_Text shown:_
In addition, the number of clinical trials carried out in Sweden has been cut in half in the last ten years, with phase-1 trials, where drugs are tested on humans for the first time, dropping by 90 percent.

"This is deeply troubling," LIF head Anders Blanck said in a statement.

"This means that fewer Swedes are gaining access to new treatments and that the health care system misses out on the knowledge created through fully-financed clinical trials."

Since 2004, the number of people employed in the drug testing industry has dropped by nearly half, with 7,000 jobs disappearing from Sweden's pharma industry during the same period.

In previous decades, major pharmaceutical giants like Pharmacia and Astra brought a number of successful drugs to market following testing in Sweden, Sveriges Television (SVT) reported.

However, lower costs associated with testing new drugs in other countries, including Poland and Hungary, as well as India and China, has prompted pharmaceutical firms to cut back on testing in Sweden.

"Obviously, cost is an important factor when you're doing research. Developing drugs is really expensive. If you can find different ways of doing it cheaper, we are certainly going to do it," Anders Ekblom, head of AstraZeneca's operations in Sweden, told SVT.

He added, however, that costs were "one of many factors" involved in moving tests out of Sweden, explaining that the company also carries tests out in other countries to see how drugs react to people in other parts of the world.

_Records supplied:_
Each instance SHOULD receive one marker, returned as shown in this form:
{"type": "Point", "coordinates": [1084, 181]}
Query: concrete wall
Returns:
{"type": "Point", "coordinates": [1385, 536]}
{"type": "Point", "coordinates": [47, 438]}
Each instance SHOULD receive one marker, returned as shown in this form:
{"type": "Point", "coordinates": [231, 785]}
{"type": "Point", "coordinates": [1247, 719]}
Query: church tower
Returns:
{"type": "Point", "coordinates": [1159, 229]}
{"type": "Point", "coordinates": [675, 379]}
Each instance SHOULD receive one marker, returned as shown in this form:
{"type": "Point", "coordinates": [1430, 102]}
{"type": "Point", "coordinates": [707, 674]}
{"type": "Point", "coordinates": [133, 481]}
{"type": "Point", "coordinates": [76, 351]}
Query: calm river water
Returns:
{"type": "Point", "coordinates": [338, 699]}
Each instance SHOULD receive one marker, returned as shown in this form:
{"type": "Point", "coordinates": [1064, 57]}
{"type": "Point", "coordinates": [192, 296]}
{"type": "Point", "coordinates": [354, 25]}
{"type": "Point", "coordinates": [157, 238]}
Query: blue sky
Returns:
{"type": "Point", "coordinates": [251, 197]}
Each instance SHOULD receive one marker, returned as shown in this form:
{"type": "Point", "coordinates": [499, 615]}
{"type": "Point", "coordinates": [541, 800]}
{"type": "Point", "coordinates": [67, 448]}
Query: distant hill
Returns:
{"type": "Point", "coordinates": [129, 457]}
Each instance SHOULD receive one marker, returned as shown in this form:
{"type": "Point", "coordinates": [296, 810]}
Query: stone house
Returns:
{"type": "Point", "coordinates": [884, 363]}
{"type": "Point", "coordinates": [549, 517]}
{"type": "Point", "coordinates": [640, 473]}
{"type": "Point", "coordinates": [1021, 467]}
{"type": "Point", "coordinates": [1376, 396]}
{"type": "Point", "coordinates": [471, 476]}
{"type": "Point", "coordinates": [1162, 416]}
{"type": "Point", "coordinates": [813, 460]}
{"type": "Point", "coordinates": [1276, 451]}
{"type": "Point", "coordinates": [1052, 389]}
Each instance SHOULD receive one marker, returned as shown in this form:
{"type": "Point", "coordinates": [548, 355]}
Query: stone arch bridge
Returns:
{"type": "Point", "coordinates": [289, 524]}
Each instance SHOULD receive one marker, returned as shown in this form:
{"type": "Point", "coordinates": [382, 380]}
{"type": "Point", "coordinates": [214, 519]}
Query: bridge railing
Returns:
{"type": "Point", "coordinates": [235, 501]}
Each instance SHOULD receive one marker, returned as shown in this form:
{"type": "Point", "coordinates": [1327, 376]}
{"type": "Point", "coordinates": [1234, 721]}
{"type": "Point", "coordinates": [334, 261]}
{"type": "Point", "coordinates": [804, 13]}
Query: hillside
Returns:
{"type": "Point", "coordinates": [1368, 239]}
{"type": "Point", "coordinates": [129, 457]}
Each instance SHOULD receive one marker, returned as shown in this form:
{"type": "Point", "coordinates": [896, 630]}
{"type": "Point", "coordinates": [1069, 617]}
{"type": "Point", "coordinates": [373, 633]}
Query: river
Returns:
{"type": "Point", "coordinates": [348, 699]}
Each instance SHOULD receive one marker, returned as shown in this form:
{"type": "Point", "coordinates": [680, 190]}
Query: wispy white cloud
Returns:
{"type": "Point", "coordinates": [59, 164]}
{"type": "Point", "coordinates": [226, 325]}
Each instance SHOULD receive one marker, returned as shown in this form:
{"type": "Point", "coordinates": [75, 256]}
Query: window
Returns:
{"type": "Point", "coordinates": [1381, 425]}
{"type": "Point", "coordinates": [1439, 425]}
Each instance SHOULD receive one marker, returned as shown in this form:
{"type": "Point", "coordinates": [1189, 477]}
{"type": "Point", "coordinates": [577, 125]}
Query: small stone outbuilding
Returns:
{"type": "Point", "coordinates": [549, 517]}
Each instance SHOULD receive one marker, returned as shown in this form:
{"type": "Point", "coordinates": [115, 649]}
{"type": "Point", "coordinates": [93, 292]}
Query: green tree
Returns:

_What is required:_
State whether each statement below agrees with the excerpt on drug testing in Sweden, answering yes or no and quoting the excerpt's words that decide it. (a) Phase-1 trials in Sweden fell by 90 percent. (b) Anders Ekblom said cost was the only reason for moving tests out of Sweden. (c) Poland and Hungary are among the countries where testing new drugs costs less.

_Response area:_
(a) Yes: "with phase-1 trials, where drugs are tested on humans for the first time, dropping by 90 percent"
(b) No: "costs were "one of many factors" involved in moving tests out of Sweden"
(c) Yes: "lower costs associated with testing new drugs in other countries, including Poland and Hungary"